## Material to process
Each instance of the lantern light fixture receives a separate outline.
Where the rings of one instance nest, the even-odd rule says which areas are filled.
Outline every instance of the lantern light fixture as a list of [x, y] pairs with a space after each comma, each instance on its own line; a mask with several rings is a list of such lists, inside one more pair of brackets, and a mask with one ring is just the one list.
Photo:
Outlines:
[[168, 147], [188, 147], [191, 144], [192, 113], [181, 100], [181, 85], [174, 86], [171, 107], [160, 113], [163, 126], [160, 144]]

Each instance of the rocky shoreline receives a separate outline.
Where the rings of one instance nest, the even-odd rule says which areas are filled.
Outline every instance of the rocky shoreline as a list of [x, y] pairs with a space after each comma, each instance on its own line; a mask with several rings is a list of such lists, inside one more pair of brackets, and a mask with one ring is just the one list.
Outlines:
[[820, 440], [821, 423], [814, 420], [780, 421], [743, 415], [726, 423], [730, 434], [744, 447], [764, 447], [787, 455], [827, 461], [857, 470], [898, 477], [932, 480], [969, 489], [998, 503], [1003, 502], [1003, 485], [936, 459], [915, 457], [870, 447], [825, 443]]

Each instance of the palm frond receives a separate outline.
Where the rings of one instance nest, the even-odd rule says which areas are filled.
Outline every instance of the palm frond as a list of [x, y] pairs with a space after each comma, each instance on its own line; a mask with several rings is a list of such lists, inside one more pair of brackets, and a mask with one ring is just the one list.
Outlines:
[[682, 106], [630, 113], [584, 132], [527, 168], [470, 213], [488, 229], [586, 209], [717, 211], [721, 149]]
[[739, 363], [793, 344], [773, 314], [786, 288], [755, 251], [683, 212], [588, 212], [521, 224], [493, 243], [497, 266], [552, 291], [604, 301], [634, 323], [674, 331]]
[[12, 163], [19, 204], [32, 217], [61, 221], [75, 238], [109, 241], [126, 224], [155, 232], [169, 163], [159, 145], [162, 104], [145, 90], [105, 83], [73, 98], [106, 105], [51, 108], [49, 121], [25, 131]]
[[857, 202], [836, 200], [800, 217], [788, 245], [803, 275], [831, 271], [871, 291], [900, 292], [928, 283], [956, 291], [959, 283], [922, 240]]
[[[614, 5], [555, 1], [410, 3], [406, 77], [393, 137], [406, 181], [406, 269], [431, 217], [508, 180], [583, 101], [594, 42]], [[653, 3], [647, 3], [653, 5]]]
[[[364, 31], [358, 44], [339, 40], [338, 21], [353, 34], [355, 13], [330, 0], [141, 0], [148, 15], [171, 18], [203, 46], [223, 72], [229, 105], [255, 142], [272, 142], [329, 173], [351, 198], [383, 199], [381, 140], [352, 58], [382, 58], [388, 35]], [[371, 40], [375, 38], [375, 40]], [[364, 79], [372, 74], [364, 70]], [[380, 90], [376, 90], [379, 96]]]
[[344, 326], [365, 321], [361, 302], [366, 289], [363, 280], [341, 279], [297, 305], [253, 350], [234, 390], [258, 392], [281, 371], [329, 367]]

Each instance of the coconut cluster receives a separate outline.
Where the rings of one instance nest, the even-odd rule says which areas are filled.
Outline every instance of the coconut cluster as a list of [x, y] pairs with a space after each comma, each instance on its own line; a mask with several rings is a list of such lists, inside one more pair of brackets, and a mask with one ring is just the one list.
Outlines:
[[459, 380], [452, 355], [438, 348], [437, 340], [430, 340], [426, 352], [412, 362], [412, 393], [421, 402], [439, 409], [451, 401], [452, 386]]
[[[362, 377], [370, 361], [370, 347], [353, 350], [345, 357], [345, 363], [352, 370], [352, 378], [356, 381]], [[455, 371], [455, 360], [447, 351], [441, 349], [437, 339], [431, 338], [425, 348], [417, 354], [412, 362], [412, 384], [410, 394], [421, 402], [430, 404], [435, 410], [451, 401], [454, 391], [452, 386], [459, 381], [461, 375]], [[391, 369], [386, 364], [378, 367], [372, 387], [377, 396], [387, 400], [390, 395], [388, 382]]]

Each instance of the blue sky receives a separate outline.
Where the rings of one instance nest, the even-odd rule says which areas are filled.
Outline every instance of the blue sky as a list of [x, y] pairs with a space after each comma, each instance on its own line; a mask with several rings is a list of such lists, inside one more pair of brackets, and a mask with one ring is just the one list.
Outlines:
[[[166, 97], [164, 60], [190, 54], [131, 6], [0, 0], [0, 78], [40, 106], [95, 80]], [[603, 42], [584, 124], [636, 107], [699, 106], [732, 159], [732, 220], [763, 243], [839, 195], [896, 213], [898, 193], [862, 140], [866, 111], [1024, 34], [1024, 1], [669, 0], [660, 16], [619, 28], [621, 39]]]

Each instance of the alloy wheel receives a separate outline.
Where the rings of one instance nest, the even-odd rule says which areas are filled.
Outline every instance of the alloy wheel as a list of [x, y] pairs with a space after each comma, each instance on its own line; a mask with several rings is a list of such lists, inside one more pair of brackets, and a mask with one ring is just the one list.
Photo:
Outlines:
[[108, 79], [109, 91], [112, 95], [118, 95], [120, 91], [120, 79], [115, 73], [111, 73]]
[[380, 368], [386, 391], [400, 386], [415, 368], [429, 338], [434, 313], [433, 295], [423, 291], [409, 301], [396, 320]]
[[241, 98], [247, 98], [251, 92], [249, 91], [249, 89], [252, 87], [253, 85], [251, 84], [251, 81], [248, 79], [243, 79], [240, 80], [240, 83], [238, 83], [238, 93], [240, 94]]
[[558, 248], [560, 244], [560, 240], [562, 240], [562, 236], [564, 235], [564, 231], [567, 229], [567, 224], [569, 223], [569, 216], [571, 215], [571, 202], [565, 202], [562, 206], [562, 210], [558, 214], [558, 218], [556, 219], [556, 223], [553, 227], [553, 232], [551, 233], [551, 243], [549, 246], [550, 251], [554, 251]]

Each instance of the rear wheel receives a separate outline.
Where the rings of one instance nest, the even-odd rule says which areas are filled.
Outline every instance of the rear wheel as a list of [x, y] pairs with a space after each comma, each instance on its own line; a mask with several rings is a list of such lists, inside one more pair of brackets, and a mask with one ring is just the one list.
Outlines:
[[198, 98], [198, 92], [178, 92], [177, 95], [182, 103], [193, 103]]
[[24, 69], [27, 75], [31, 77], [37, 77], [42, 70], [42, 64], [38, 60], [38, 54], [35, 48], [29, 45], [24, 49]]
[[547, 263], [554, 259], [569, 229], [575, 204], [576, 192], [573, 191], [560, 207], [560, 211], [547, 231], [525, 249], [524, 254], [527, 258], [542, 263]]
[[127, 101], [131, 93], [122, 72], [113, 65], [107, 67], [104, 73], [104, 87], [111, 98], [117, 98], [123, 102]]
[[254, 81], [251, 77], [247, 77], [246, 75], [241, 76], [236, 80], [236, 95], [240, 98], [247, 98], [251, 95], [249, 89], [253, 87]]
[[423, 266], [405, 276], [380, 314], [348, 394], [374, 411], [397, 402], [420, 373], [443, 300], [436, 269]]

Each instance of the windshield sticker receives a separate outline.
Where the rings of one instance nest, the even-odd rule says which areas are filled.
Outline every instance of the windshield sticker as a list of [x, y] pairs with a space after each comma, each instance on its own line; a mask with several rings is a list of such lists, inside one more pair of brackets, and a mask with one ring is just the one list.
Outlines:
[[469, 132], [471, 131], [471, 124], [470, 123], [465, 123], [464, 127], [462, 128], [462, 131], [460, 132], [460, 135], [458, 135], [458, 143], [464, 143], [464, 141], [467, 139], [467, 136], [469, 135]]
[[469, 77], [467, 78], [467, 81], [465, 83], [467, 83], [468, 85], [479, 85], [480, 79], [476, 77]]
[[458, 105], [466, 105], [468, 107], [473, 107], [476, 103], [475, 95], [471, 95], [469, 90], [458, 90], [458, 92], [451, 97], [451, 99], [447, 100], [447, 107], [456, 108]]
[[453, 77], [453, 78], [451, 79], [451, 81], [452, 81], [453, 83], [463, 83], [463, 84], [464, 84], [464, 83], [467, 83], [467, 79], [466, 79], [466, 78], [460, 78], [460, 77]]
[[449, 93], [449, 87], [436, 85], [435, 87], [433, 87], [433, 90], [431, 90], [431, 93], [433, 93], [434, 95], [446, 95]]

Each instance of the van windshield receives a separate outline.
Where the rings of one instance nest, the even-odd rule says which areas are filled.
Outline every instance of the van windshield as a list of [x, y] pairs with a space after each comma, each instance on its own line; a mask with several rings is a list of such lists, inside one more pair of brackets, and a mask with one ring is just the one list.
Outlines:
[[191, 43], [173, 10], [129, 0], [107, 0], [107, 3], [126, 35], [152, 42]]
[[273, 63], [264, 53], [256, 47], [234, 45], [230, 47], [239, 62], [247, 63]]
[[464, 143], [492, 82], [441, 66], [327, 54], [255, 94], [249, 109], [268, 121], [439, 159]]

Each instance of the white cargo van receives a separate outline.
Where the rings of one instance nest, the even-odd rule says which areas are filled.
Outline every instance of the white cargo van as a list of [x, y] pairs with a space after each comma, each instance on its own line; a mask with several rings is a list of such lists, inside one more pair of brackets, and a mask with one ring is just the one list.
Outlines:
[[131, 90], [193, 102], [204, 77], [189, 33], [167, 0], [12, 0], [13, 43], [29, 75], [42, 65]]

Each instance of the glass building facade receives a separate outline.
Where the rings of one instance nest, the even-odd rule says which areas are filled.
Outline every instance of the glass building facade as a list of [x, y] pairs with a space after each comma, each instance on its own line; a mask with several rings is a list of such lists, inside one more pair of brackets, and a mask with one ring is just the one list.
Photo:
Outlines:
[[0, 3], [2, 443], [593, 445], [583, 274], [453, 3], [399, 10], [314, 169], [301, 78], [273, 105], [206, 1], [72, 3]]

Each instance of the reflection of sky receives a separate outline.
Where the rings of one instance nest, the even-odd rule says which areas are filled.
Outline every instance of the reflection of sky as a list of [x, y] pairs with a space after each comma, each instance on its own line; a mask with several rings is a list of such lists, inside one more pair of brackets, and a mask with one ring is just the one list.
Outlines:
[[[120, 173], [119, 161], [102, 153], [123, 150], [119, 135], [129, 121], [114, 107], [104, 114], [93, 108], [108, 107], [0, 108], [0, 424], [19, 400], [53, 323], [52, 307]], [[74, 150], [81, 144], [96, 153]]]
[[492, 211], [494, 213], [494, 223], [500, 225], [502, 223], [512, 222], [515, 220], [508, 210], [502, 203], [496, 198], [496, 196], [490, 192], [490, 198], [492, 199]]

## Work item
Give the count of lines in the entries above that hold the word "reflection", with no other words.

## Response
2